- _Exercise_: Return, word for word, every line that follows.
+++ Available records +++
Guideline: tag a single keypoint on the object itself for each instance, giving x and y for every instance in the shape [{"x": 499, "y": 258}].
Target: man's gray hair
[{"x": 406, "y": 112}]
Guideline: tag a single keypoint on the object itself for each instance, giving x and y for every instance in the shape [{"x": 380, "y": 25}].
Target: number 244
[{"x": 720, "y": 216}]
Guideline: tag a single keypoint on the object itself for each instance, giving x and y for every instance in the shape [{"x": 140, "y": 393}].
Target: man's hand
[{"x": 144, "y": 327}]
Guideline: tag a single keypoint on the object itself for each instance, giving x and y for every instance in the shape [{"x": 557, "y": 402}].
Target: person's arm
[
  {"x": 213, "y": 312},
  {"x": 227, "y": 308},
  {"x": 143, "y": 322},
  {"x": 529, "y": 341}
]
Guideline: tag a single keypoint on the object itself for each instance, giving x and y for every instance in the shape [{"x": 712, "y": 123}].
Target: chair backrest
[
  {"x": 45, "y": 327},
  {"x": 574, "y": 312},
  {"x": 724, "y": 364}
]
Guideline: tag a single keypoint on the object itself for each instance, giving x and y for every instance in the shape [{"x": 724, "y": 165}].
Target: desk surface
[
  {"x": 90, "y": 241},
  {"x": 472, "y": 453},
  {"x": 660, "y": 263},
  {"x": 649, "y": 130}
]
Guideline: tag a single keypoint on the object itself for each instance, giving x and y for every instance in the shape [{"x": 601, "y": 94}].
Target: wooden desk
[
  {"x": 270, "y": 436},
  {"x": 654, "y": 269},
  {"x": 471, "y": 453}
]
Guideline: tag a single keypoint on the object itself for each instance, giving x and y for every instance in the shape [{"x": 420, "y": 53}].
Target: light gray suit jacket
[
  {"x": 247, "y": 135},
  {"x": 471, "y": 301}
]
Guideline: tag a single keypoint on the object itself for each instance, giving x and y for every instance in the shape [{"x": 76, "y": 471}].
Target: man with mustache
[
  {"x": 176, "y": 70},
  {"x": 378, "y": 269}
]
+++
- _Correct response_:
Guideline: tag a single keypoint on the object itself for each instance, giving x and y for every instance in the shape [{"x": 499, "y": 258}].
Target: man's gray hair
[{"x": 406, "y": 112}]
Guideline: tag a single keypoint on the object itself for each instance, giving x and y for every instance in the shape [{"x": 380, "y": 25}].
Target: number 244
[{"x": 720, "y": 216}]
Guideline: tag a single keypoint on the object itself for each instance, giving x and y for every instance in the shape [{"x": 140, "y": 393}].
Target: man's hand
[{"x": 144, "y": 327}]
Guideline: tag a single keypoint on the object itself for each instance, giving x and y for every instance in the shape [{"x": 557, "y": 402}].
Target: person's arm
[
  {"x": 213, "y": 312},
  {"x": 227, "y": 308},
  {"x": 143, "y": 322},
  {"x": 529, "y": 341}
]
Guideline: tag a single keypoint on the object itself for each instance, giving x and y for every instance in the shape [{"x": 712, "y": 123}].
Target: chair backrest
[
  {"x": 45, "y": 327},
  {"x": 574, "y": 312},
  {"x": 724, "y": 364}
]
Guideline: tag a single keypoint on the object itself for each instance, giving x and y for every instance in the shape [{"x": 724, "y": 165}].
Target: desk surface
[
  {"x": 90, "y": 241},
  {"x": 472, "y": 453},
  {"x": 660, "y": 263},
  {"x": 649, "y": 130}
]
Guideline: tag a single keypoint on the object itself for each instance, giving x and y for every instance in the shape [{"x": 601, "y": 94}].
Target: wooden desk
[
  {"x": 270, "y": 436},
  {"x": 654, "y": 269},
  {"x": 471, "y": 453}
]
Guideline: tag a single keypoint on the object itself for each instance, giving x and y for every instance in the shape [{"x": 420, "y": 53}].
Target: light gray suit jacket
[
  {"x": 247, "y": 135},
  {"x": 471, "y": 301}
]
Guideline: tag a single keypoint on the object itself for each instance, giving x and y for every instance in the shape [{"x": 76, "y": 471}].
Target: man with mustache
[
  {"x": 176, "y": 70},
  {"x": 378, "y": 269}
]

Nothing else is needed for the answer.